▶ _Text block_
▼

From Casetext: Smarter Legal Research

Bailey v. Medlock et al

Supreme Court of South Carolina
Nov 24, 1937
185 S.C. 115 (S.C. 1937)

Opinion

14571

November 24, 1937.

Before SHIPP, J., Hampton, February, 1937. Affirmed.

Action by E.W. Bailey against J.L. Medlock and another. Judgment for plaintiff, and defendants appeal.

Order of Judge Shipp follows:

This matter comes before me for the sole purpose of testing the validity of a tax title. The undisputed facts are that in May, 1922, the defendant. J.L. Medlock, gave a mortgage to one E.W. Bailey, on a house and lot in the Town of Estill. In 1923, an execution was placed in the hands of the sheriff of Hampton County for delinquent taxes on said property. On the first Monday in February, 1924, the sheriff of Hampton County duly advertised the said property for sale under said execution and, at the sale, the defendant, P. D. Peeples, was the purchaser of said property. No notice was given to the mortgagee, E.W. Bailey, by the sheriff prior to the sale. Verbal notice was given to him after the sale several times in an informal manner. On the 7th day of February, 1925, the sheriff executed a deed to the property to the purchaser, P.D. Peeples.

Under the law, as it existed at the time of the sale, and the time when the deed was delivered to the purchaser by the sheriff, written notice was required to be given to all mortgagees of property to be sold for taxes. It is admitted no such written notice was given; in my opinion this was fatal to the validity of the sale. Such statutes are enacted for a purpose and must be strictly followed else there would be no end of confusion. If the statute says written notice shall be given, that is what it means, and any other sort of notice will not avail. Since such notice was not given, the sale was a nullity, and I so hold.

▲

▶ _Stated exercise_
Copy the court opinion in Bailey v. Medlock word for word, from start to finish.

▶ _Given information_
▼

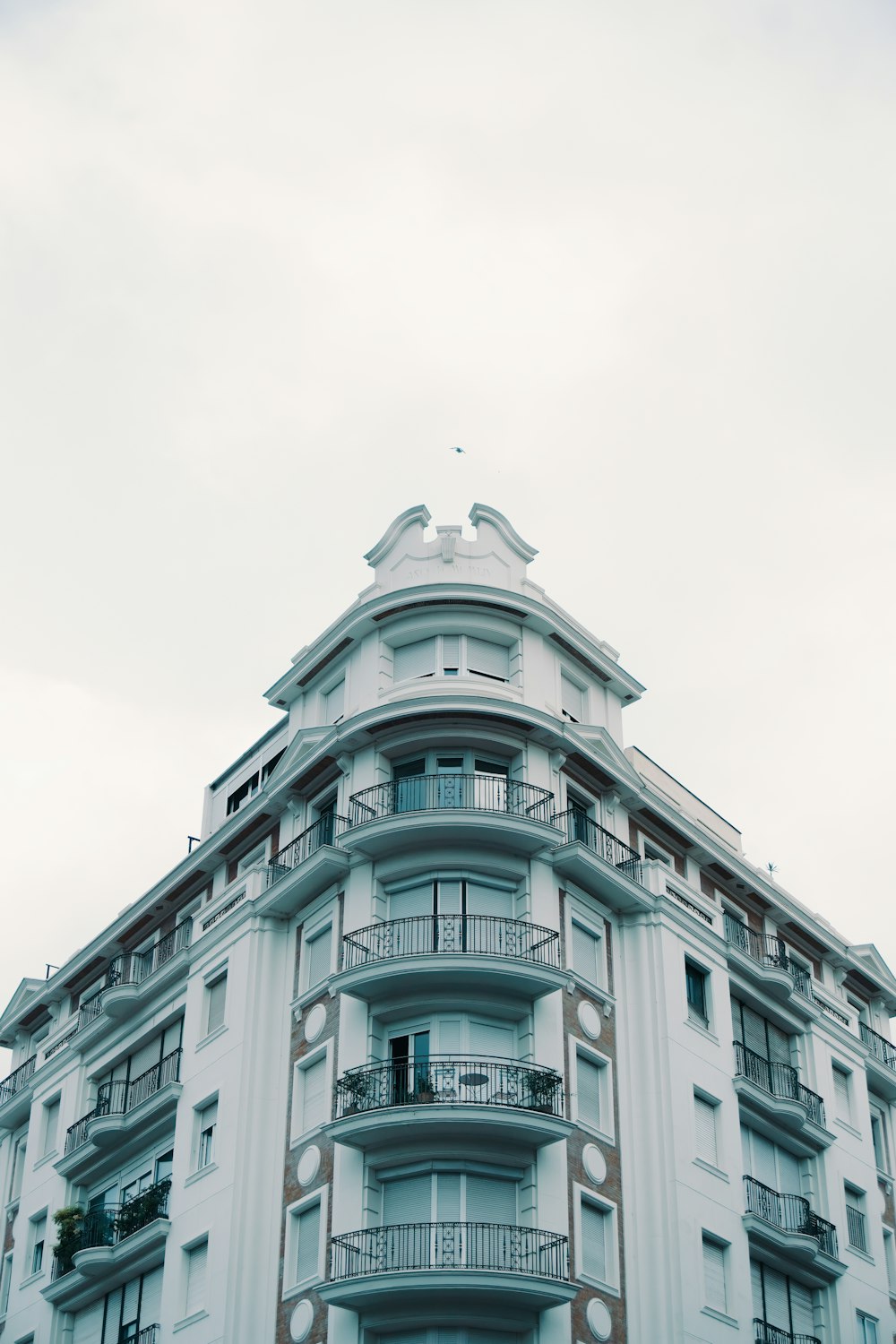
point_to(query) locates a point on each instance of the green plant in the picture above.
(69, 1236)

▲

▶ _Complete response_
From Casetext: Smarter Legal Research

Bailey v. Medlock et al

Supreme Court of South Carolina
Nov 24, 1937
185 S.C. 115 (S.C. 1937)

Opinion

14571

November 24, 1937.

Before SHIPP, J., Hampton, February, 1937. Affirmed.

Action by E.W. Bailey against J.L. Medlock and another. Judgment for plaintiff, and defendants appeal.

Order of Judge Shipp follows:

This matter comes before me for the sole purpose of testing the validity of a tax title. The undisputed facts are that in May, 1922, the defendant. J.L. Medlock, gave a mortgage to one E.W. Bailey, on a house and lot in the Town of Estill. In 1923, an execution was placed in the hands of the sheriff of Hampton County for delinquent taxes on said property. On the first Monday in February, 1924, the sheriff of Hampton County duly advertised the said property for sale under said execution and, at the sale, the defendant, P. D. Peeples, was the purchaser of said property. No notice was given to the mortgagee, E.W. Bailey, by the sheriff prior to the sale. Verbal notice was given to him after the sale several times in an informal manner. On the 7th day of February, 1925, the sheriff executed a deed to the property to the purchaser, P.D. Peeples.

Under the law, as it existed at the time of the sale, and the time when the deed was delivered to the purchaser by the sheriff, written notice was required to be given to all mortgagees of property to be sold for taxes. It is admitted no such written notice was given; in my opinion this was fatal to the validity of the sale. Such statutes are enacted for a purpose and must be strictly followed else there would be no end of confusion. If the statute says written notice shall be given, that is what it means, and any other sort of notice will not avail. Since such notice was not given, the sale was a nullity, and I so hold.